EXCERPT PROVIDED:

╭──

- Cover art (containing Nergal's blood) by Denis Forkas

Studio album by Behemoth
- Released: 3 February 2014
- Recorded: February – June 2013
- Studio: Hertz Studio (Białystok, Poland), RG Studio (Gdańsk, Poland)
- Genre: Blackened death metal;
- Length: 44:17
- Language: English; Polish; Latin;
- Label: Nuclear Blast; Metal Blade; Mystic; JVC Kenwood Victor; EVP;
- Producer: Behemoth; Daniel Bergstrand; Wojciech Wiesławski; Sławomir Wiesławski;

Behemoth chronology
| Blow Your Trumpets Gabriel (2013) | The Satanist (2014) | Live Barbarossa (2014) |

Behemoth studio album chronology
| Evangelion (2009) | The Satanist (2014) | I Loved You at Your Darkest (2018) |

Singles from The Satanist
- "Blow Your Trumpets Gabriel" Released: 4 December 2013; "Ora Pro Nobis Lucifer" Released: 3 December 2014; "Messe Noire" Released: 8 April 2015;

Alternative cover
- Alternative LP edition cover art

= The Satanist (album) =

The Satanist is the tenth studio album by Polish extreme metal band Behemoth. The album was announced on 31 May 2013 and released on 3 February 2014, through Nuclear Blast and on 4 February in Poland via Metal Blade Records and Mystic Production, respectively. Release was preceded by digital download single "Blow Your Trumpets Gabriel" and 12" EP under the same title released on 4 December 2013.

==Background and history==

"Ora Pro Nobis Lucifer" music video

The Satanist was recorded between February and June 2013 in Hertz Studio in Białystok, and RG Studio in Gdańsk, both in Poland, produced by Behemoth, Daniel Bergstrand, and the Wiesławscy Brothers. The album was mixed by Matt Hyde at Hydeaway Studios in Los Angeles, and mastered by Ted Jensen at Sterling Sound in New York City. Colin Richardson was the initial producer for the album, but stepped down after four weeks due to creative differences.

A music video was shot for the song "Blow Your Trumpets Gabriel" which was produced and directed by Grupa 13, and Dariusz Szermanowicz. The video premiered on the Behemoth YouTube channel on 3 December 2013.

╰──

DATA RECORDS:
╭──

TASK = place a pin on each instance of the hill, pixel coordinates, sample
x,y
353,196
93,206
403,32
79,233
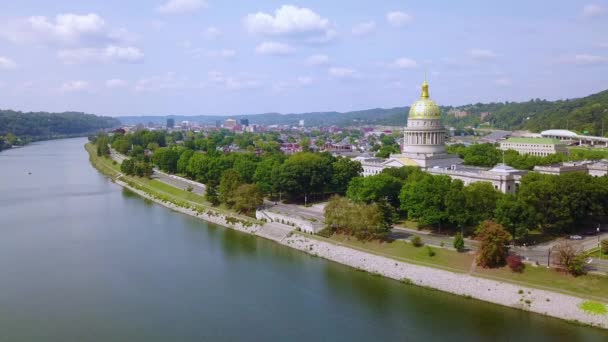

╰──

REQUEST A: In the article on The Satanist, who mastered the album?
REQUEST B: From the article on The Satanist, pull out the passage from "Singles from The" up to and including "4 December 2013.", word for word.

RIGHT ANSWER A: Ted Jensen, at Sterling Sound in New York City.

RIGHT ANSWER B:
Singles from The Satanist
- "Blow Your Trumpets Gabriel" Released: 4 December 2013; "Ora Pro Nobis Lucifer" Released: 3 December 2014; "Messe Noire" Released: 8 April 2015;

Alternative cover
- Alternative LP edition cover art

= The Satanist (album) =

The Satanist is the tenth studio album by Polish extreme metal band Behemoth. The album was announced on 31 May 2013 and released on 3 February 2014, through Nuclear Blast and on 4 February in Poland via Metal Blade Records and Mystic Production, respectively. Release was preceded by digital download single "Blow Your Trumpets Gabriel" and 12" EP under the same title released on 4 December 2013.